*EXERCISE PROMPT*.
Reproduce the lines below word for word, changing nothing.

※ ※ ※

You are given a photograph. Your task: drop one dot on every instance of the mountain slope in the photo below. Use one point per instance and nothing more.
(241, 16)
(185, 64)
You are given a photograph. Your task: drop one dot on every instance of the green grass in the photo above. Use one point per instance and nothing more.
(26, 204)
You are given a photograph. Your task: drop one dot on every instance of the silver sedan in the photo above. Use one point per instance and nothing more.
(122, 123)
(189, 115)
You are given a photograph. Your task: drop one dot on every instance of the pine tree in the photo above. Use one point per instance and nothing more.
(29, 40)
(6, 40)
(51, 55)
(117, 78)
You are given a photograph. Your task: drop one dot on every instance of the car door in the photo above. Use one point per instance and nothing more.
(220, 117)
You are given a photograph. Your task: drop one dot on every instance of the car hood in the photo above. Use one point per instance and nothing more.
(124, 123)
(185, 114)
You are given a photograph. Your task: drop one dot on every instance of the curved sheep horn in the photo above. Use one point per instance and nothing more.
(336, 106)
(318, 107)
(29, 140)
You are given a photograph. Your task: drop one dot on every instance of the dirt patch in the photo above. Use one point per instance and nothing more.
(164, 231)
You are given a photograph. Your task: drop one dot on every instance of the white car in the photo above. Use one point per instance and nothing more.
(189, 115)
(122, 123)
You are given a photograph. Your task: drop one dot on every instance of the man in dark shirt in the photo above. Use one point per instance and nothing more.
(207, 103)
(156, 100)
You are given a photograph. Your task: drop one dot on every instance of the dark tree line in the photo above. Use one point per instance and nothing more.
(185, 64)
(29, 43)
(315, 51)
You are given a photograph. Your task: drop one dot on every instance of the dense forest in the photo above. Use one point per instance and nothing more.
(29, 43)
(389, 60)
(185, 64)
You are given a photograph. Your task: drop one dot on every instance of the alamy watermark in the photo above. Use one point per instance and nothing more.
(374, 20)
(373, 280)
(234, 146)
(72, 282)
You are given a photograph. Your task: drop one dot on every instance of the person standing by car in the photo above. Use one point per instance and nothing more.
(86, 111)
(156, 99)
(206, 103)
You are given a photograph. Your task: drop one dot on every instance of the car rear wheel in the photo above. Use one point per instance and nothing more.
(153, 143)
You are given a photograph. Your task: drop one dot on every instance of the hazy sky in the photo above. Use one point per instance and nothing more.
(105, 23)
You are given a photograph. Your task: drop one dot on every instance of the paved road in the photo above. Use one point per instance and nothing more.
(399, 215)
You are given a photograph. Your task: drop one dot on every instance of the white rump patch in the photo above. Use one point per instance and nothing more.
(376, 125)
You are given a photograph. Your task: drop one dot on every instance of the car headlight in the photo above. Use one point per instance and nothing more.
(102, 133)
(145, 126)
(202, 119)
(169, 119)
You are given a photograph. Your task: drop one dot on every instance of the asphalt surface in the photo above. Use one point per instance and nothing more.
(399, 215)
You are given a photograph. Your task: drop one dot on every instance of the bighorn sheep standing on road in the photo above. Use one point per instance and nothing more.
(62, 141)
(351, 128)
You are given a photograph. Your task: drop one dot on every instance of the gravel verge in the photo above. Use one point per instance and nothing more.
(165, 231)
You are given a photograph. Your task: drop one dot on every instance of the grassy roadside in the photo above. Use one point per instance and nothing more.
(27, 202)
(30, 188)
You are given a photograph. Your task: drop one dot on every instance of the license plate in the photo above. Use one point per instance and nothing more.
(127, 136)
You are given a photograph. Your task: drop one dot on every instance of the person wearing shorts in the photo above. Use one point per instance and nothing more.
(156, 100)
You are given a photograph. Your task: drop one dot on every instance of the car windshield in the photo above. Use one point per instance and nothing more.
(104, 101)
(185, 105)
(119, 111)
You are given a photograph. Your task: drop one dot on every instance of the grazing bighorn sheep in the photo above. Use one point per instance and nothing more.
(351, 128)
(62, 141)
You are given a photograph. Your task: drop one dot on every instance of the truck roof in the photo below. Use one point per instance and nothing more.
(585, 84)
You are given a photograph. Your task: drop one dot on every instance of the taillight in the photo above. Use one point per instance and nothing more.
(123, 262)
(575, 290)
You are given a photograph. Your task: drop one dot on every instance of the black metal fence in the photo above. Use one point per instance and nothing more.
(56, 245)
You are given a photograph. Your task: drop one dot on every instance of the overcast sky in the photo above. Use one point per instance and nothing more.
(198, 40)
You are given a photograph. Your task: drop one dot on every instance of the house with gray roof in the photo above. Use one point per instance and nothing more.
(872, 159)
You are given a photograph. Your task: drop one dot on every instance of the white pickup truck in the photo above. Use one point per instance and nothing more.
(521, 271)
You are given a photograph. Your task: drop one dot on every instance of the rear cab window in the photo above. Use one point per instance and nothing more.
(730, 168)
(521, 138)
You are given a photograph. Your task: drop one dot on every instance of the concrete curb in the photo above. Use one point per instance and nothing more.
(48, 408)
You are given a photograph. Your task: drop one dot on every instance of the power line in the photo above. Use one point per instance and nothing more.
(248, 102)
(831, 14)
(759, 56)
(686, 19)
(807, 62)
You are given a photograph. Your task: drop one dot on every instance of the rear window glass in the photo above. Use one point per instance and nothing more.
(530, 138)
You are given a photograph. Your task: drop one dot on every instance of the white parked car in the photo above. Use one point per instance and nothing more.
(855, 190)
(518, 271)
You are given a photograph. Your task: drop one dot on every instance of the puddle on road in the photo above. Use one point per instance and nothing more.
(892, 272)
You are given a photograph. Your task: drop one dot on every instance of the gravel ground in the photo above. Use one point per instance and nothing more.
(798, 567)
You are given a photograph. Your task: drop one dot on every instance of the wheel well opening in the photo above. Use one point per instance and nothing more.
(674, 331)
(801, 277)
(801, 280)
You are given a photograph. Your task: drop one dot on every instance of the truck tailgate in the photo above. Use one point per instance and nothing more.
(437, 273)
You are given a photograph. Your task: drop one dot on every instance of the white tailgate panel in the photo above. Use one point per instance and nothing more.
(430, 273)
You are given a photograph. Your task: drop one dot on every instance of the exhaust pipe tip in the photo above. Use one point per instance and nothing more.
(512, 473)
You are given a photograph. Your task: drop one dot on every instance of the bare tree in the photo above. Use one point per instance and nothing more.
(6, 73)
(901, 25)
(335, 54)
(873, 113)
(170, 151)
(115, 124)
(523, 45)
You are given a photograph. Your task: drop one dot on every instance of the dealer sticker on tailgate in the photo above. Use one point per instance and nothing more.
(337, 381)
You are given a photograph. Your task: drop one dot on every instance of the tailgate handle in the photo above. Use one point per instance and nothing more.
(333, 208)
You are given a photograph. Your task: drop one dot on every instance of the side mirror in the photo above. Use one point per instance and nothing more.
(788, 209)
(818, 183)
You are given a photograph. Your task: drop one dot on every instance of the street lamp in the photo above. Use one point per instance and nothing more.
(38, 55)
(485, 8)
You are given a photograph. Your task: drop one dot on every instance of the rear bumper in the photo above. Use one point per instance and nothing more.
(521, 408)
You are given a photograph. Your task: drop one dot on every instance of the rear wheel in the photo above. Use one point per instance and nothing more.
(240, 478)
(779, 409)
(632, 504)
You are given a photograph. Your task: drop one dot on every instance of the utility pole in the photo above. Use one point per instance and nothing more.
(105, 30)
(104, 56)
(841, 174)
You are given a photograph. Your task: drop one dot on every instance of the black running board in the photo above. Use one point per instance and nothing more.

※ ※ ※

*SOLUTION*.
You are given a photograph. Your task: drop one dot on every instance of the mountain slope in the photo below. Use one point per instance and nothing more.
(241, 16)
(185, 64)
You are given a photograph. Your task: drop one dot on every instance of the green grass in the photo above. Use one point per instance and nothing more.
(26, 204)
You are given a photograph. Your task: drop one dot on every instance of the silver sedan in the photo above. Use one point per instance and nothing more.
(122, 123)
(189, 115)
You are given a photograph. Your task: drop one dot on every instance of the pine tree in the photo above. Use one point per instance and nothing more.
(29, 40)
(6, 40)
(51, 55)
(117, 78)
You are given a photograph. Your task: drop one dot on every instance of the car door in the photo above. Use one point per instance and nothing more.
(220, 117)
You are given a photograph. Your task: drop one dot on every instance of the car hood in the photo above. Use one point per instance and nothing more.
(124, 123)
(185, 114)
You are given a photograph. Your task: drop one dot on every instance of the curved sheep horn in the photo above. Use one point per instance and nothing more.
(336, 106)
(318, 107)
(29, 140)
You are given a photograph. Your task: drop one dot on every instance of the dirt patch in the photo above. Use one point per instance and nothing more.
(164, 231)
You are given a photograph. Your task: drop one dot on every instance of the white car in the photo above. Use one point per instance and nothing more.
(189, 115)
(122, 123)
You are given a photograph. Your task: drop one dot on every instance of the man in dark shirt in the photo above. Use one point per instance and nothing more.
(207, 103)
(156, 100)
You are given a photograph. Your task: drop one dot on every instance of the dark tree line in the photo above. Use one point per instance and nothing more.
(185, 64)
(29, 43)
(315, 51)
You are given a photograph. Your task: drop one dot on every instance of the dense forest in the photo above. Use one point per instance and nothing more.
(29, 43)
(389, 60)
(185, 64)
You are given a photograph. Your task: drop one dot on every instance of the alamy watermark in the photo above. Use one point per instance and nothing more.
(374, 20)
(373, 280)
(234, 146)
(72, 282)
You are given a photograph. Your task: drop one dot on every instance of the person standing by car in the photo above. Use one point per instance and nothing more.
(86, 111)
(156, 99)
(206, 103)
You are given a photograph. Your task: drop one dot on every instance of the car rear wheel in the photo above. Use one point per instance and nothing more.
(153, 143)
You are given a photograph. Your task: drop one dot on every instance of the hazy sky in the photo above. Use one point per instance and nothing more.
(105, 23)
You are given a photograph. Your task: drop one dot on every instance of the paved road in the photo above. Use one point per instance and nothing more.
(399, 215)
You are given a photograph. Your task: drop one dot on every instance of the white rump patch in the photo above. Use one point per instance and nothing more.
(376, 125)
You are given a photograph. Your task: drop one dot on every instance of the car headlight in the photo above. Use one point per instance and nothing more.
(102, 133)
(145, 126)
(202, 119)
(169, 119)
You are given a photograph. Your task: drop one dot on every instance of the asphalt surface in the photo above. Use one point per instance and nothing more.
(399, 215)
You are given a photograph. Your task: drop one dot on every instance of the bighorn sheep standing on road in the photo above. Use one point per instance and nothing more.
(62, 141)
(351, 128)
You are given a photograph. Your task: drop one dot on every instance of the gravel verge in the photo above. Use one point per instance and nothing more.
(165, 231)
You are given a photograph. Your task: drop one dot on every instance of the grassy roadside in the photo above. Use one point per instance and nothing more.
(27, 202)
(30, 188)
You are given a photograph. Your task: drop one dot on every instance of the license plate in the photo above. Use one point per instance and nothing more.
(127, 136)
You are given a photograph. Your task: drop one dot on every instance of the person wearing shorts in the photo above. Use one point per instance and nothing more.
(156, 100)
You are given a photograph. Your task: drop one dot on every instance of the car windshield in the photo above. Use one point per instance and nothing more.
(104, 101)
(185, 105)
(119, 111)
You are given a photograph. Your task: drop one dot on every instance of the grazing bighorn sheep in the photo above. Use one point per instance and nothing more.
(351, 128)
(62, 141)
You are given a photograph. Your task: drop one dot on every instance of the truck roof in the photo below. Use one point per instance and nothing more.
(585, 84)
You are given a photograph. Your task: drop one dot on every instance of the taillight in the photo above. Use one point per instance and nothing more.
(123, 262)
(575, 290)
You are given a photograph. Your task: drop one dot on every instance of the black metal fence in the photo above. Use one point per instance and nothing more.
(56, 245)
You are given a photograph. Your task: drop one dot on every instance of the overcast sky in the photo above. Use one point per instance and nothing more.
(198, 40)
You are given a photograph. Your task: drop one dot on every instance of the house with gray roof in the photo above. Use one point per instance and nothing more.
(872, 159)
You are given a photograph. Your task: drop one dot on every instance of the white pickup truck in the photo above. Use one point per instance and nothing more.
(521, 271)
You are given a photograph. Your task: drop one dot on every instance of the rear cab window in the photo above. Use one point per instance and nothing more.
(730, 168)
(521, 138)
You are given a photograph. Your task: drop one dot on every instance of the concrete curb in the photo above. Use one point per instance and nothing more.
(48, 408)
You are given a photograph. Your task: drop one dot on every instance of the power line in the photo above. Use one point per instance and nothing more.
(248, 102)
(831, 14)
(759, 56)
(686, 19)
(807, 62)
You are given a photograph. Your task: drop one dot on every instance of the rear window glass in the photo above. Use one point per instance and nothing more.
(530, 138)
You are given a photograph. Your task: drop one dot on every instance of the white parked car in the photo above. Use one point per instance and nothing more.
(855, 190)
(518, 271)
You are given a photograph. Your task: drop one dot on every instance of the puddle on road in the photo above. Use one point per instance and nothing more.
(892, 272)
You are given a photograph. Your task: drop one dot on every instance of the gravel ground in the photo above. Use one point per instance and nothing more.
(798, 567)
You are given a photograph. Your task: drop one dot on every instance of the wheel well opening in the photo above. Use one point per instance and nothing more.
(674, 331)
(801, 277)
(801, 280)
You are given a photograph. Your task: drop one dot on every instance of the truck tailgate in the photo above. Use one point per instance and nothing more.
(437, 273)
You are given a photograph. Your task: drop one dot on every instance of the white tailgate panel in the photo above. Use one point per instance and nothing more.
(430, 273)
You are given a photograph. Your task: drop one dot on every instance of the exhaust pipe tip in the photo above. Use one point per instance and nothing more.
(512, 473)
You are given a photograph. Your task: drop one dot on every instance of the bare tree in the photo above. Use one point per instance and nothing more.
(6, 73)
(901, 25)
(335, 54)
(873, 113)
(170, 151)
(115, 124)
(523, 45)
You are given a photograph. Your task: drop one dot on every instance of the dealer sticker on tailgate in the photo above. Use one point per instance and nothing more.
(337, 381)
You are given a photograph. Your task: drop one dot on every instance of the tailgate handle in the photo above. Use one point per instance and nothing more.
(333, 208)
You are given a photograph. Your task: drop one dot on every instance of the side mirror in the photo above. Use one point per instance and nothing more.
(788, 209)
(818, 183)
You are given a photograph. Your task: drop one dot on every instance of the street lamp in the photo above. Use one point per instance and nothing more.
(38, 55)
(485, 8)
You are given a photograph. Your task: drop one dot on every instance of the rear bumper in the photo above. Use one point per instance and nothing more.
(521, 408)
You are given a photograph. Your task: drop one dot on every instance of the rear wheel in the photo above. Use one point per instance and nothing more.
(240, 478)
(779, 409)
(632, 504)
You are given a photograph. Your task: drop one dot on every instance of the utility pole in the photo above. Use one point per instance and nothing more.
(105, 30)
(104, 56)
(841, 174)
You are given a photograph. Your task: drop one dot on every instance of the black running board in the photo above. Use one point per instance and nothing more.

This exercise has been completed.